Transcribe the tail of the listing: start at the line containing "Reviewer note: confirm that every instance of the seated" and stop after the last line, keeping every character as is and adding nothing.
┌─ INFORMATION SUPPLIED
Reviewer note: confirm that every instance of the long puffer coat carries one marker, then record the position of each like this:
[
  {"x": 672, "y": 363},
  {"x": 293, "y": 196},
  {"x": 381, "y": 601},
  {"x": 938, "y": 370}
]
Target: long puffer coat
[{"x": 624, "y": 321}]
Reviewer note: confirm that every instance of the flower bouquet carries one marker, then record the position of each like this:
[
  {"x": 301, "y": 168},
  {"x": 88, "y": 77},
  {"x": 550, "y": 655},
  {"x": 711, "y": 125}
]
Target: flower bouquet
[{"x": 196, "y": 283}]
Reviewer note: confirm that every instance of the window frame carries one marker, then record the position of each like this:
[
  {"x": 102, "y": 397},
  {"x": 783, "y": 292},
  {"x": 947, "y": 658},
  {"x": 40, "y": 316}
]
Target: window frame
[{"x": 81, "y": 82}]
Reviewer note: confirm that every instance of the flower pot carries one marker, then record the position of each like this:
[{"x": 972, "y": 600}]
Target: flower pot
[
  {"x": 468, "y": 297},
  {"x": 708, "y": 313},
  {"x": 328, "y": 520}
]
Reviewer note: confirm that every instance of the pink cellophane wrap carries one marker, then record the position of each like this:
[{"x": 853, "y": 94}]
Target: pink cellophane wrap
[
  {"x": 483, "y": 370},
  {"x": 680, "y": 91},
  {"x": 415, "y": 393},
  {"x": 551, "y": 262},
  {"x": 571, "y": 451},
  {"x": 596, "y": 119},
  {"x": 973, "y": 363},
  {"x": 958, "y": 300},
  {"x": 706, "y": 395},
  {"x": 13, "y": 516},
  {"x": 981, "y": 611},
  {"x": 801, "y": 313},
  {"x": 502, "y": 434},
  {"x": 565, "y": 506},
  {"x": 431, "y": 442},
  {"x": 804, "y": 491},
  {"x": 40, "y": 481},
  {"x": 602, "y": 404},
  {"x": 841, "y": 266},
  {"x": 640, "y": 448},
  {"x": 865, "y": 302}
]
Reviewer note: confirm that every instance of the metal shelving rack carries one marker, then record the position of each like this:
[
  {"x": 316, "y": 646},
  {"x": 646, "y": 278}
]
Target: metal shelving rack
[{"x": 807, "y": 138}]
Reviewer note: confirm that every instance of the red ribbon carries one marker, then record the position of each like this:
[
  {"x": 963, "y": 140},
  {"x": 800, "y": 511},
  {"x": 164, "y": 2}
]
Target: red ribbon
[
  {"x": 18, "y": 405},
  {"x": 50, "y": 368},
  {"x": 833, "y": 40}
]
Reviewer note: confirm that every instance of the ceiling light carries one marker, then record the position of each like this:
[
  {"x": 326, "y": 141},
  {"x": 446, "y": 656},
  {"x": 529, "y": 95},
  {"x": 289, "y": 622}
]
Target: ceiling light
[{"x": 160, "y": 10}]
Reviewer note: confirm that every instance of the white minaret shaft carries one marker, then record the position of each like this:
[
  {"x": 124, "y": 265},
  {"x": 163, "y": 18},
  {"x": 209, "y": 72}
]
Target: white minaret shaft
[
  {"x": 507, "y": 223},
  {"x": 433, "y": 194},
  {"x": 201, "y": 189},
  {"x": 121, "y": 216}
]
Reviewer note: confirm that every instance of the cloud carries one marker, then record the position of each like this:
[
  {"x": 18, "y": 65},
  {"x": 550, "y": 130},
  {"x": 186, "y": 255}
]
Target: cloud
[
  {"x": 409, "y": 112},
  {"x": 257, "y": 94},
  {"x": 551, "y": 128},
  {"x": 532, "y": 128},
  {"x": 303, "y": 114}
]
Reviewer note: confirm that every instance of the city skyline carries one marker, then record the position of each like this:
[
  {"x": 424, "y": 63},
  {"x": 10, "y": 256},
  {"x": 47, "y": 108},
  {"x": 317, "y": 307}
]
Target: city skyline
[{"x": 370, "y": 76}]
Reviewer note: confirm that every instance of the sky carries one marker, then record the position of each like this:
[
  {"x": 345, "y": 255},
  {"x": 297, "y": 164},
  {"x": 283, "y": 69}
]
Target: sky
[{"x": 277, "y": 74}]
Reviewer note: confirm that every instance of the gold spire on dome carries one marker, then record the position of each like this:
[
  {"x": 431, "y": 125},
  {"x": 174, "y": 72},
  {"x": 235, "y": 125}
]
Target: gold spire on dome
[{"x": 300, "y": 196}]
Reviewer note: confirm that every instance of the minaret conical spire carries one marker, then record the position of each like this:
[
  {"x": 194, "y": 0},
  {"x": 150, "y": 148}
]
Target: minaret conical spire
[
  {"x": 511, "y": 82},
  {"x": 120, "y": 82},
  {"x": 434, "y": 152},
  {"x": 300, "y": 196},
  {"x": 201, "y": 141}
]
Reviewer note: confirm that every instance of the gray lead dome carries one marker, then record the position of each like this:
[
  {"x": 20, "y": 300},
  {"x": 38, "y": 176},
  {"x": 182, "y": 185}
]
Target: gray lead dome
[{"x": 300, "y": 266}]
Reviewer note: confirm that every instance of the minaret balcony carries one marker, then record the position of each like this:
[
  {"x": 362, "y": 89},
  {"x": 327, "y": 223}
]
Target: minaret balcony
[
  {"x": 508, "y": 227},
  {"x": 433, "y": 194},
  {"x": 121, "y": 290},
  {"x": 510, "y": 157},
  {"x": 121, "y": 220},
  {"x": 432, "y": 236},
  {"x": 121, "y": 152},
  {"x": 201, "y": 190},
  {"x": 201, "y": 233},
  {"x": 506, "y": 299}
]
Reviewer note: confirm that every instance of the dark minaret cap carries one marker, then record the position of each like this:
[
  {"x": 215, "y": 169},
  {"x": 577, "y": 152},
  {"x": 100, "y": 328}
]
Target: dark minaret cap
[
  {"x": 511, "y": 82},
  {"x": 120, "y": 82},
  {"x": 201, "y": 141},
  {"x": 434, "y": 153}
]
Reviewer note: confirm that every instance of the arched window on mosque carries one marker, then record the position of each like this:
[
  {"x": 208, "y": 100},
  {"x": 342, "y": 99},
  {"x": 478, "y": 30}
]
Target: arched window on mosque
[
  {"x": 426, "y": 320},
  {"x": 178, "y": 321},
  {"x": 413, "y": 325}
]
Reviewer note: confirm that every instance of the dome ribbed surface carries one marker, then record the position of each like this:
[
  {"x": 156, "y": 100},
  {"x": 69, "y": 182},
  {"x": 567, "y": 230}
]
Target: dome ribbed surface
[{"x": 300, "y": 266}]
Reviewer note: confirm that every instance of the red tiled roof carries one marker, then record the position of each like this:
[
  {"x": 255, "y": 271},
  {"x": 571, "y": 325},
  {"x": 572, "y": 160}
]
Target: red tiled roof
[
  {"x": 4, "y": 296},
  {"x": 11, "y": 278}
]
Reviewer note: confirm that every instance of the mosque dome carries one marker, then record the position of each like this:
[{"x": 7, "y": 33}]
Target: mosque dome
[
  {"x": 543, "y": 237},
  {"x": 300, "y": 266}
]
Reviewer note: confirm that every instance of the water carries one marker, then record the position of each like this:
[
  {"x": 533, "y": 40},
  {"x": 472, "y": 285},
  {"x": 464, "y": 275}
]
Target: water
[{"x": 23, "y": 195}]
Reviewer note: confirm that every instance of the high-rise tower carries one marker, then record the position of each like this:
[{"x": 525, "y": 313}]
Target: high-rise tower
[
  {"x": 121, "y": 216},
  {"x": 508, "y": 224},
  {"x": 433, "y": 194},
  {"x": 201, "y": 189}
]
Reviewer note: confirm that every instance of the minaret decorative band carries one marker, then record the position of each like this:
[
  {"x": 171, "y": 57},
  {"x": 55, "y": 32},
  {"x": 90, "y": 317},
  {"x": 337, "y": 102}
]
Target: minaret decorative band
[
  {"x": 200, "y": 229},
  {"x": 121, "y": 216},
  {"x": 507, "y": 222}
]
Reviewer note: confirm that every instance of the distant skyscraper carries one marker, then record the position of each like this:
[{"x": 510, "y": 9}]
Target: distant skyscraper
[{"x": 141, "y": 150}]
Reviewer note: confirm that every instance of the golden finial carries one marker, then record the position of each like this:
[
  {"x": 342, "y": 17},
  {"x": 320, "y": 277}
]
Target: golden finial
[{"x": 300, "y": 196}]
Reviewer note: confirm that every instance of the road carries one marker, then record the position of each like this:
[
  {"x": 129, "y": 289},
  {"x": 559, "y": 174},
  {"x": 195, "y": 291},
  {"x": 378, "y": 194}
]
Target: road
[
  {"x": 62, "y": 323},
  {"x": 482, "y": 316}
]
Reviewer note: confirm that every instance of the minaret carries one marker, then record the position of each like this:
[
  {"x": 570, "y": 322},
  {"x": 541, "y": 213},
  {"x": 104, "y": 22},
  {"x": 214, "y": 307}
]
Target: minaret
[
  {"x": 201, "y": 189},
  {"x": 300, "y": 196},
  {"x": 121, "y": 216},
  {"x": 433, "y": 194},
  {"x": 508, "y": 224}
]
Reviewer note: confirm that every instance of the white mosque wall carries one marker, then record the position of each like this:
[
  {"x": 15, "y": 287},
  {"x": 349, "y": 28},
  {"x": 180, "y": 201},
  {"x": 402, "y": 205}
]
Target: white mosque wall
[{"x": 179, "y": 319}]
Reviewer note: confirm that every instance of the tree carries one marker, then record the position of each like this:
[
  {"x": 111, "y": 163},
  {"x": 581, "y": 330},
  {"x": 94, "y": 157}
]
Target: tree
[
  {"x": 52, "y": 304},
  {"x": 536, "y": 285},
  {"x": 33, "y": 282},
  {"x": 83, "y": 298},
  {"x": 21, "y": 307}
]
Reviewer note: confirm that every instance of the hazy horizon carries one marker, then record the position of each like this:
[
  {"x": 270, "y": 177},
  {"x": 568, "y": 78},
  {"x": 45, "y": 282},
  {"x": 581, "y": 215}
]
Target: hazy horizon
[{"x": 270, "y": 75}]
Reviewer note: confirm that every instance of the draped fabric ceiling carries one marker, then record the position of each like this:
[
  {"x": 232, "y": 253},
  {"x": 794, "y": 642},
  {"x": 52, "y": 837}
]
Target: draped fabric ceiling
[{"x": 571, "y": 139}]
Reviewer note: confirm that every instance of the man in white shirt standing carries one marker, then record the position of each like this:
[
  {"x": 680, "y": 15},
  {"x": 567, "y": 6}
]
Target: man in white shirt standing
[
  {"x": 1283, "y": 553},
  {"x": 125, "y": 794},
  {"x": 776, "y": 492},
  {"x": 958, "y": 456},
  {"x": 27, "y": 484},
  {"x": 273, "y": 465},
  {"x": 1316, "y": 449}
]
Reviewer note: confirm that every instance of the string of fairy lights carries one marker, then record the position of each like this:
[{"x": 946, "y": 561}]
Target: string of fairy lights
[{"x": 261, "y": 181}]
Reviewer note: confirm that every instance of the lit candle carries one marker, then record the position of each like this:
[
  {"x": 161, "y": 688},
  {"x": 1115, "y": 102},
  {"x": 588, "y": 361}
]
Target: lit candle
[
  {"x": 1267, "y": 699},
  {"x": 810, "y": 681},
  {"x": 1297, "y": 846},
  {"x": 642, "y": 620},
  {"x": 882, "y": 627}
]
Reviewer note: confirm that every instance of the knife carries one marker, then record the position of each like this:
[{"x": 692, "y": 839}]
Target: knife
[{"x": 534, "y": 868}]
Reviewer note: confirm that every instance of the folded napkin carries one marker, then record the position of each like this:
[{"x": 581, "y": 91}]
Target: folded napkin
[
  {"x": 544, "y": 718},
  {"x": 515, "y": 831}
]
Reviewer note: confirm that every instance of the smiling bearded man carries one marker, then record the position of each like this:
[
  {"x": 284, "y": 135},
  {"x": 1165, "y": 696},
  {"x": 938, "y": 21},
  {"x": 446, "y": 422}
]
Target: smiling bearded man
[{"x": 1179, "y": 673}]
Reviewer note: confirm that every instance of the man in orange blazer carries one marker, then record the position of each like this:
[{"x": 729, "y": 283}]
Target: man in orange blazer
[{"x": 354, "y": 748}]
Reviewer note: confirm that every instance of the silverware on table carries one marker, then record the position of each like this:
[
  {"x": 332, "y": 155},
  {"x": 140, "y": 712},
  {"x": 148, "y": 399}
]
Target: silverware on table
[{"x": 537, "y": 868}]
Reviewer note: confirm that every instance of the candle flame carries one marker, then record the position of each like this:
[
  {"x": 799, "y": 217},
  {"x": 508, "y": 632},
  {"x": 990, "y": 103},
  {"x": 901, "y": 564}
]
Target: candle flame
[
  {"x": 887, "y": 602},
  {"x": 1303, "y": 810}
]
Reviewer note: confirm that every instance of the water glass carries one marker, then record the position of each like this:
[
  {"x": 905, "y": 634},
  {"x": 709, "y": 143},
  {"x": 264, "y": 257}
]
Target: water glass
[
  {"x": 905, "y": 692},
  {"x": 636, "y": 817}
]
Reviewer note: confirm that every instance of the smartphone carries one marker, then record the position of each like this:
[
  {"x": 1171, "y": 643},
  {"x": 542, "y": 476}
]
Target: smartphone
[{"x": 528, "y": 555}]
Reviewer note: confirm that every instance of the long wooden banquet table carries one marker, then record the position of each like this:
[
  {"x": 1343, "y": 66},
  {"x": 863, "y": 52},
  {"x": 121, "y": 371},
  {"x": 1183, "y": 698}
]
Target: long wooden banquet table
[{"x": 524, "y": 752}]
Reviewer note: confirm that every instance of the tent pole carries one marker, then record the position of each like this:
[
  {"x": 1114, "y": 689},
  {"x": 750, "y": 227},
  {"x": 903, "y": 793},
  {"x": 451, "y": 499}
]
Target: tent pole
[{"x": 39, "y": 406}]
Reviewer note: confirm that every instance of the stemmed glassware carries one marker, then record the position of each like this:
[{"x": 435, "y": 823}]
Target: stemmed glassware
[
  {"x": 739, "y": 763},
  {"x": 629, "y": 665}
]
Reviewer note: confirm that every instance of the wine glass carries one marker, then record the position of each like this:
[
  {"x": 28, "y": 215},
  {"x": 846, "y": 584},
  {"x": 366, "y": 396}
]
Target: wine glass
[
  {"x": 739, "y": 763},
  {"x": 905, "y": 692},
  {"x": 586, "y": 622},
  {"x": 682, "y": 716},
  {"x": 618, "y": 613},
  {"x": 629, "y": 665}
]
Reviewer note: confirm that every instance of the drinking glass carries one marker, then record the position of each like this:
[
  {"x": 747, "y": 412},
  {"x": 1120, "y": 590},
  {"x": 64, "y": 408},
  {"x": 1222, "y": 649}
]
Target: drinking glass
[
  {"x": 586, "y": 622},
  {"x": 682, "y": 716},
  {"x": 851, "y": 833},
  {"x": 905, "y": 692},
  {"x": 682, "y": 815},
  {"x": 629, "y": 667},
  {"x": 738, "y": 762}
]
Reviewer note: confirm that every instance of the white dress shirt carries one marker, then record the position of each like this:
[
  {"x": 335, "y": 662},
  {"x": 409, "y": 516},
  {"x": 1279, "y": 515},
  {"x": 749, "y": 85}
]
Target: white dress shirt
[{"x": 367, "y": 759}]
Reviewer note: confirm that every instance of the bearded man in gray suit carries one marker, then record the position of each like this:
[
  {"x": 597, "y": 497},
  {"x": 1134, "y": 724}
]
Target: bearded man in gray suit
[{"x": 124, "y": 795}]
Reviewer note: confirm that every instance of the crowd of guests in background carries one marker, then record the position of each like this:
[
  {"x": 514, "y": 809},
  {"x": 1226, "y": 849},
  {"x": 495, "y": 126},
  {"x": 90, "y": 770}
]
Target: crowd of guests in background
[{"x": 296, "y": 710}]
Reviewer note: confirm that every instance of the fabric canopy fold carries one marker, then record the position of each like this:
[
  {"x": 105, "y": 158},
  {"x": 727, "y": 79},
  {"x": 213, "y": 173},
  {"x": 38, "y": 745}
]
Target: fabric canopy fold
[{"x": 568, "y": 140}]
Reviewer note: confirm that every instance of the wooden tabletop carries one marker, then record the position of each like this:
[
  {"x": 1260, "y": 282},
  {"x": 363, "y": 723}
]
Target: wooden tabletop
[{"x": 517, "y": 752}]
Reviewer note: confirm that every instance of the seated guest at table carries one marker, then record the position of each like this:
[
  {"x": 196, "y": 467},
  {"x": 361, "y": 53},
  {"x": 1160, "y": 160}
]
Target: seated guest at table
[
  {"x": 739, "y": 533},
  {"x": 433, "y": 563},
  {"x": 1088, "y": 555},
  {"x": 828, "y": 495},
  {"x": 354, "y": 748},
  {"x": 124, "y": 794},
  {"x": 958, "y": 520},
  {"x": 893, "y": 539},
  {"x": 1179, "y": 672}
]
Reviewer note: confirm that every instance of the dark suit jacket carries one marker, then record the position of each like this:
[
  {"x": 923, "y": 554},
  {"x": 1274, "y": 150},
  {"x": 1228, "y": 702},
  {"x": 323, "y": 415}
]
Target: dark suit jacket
└─
_TASK RESPONSE_:
Reviewer note: confirm that every instance of the seated guest at table carries one marker, then record the position of each like this:
[
  {"x": 196, "y": 467},
  {"x": 361, "y": 53},
  {"x": 1160, "y": 160}
]
Target: seated guest at table
[
  {"x": 739, "y": 533},
  {"x": 433, "y": 563},
  {"x": 1088, "y": 555},
  {"x": 828, "y": 495},
  {"x": 354, "y": 748},
  {"x": 124, "y": 794},
  {"x": 958, "y": 520},
  {"x": 893, "y": 539},
  {"x": 1179, "y": 672}
]
Reviewer note: confirm that every instance of the dark suit jacket carries one marker, then record the position of each like this:
[
  {"x": 923, "y": 554},
  {"x": 1274, "y": 150},
  {"x": 1228, "y": 702},
  {"x": 323, "y": 415}
]
Target: dark suit jacket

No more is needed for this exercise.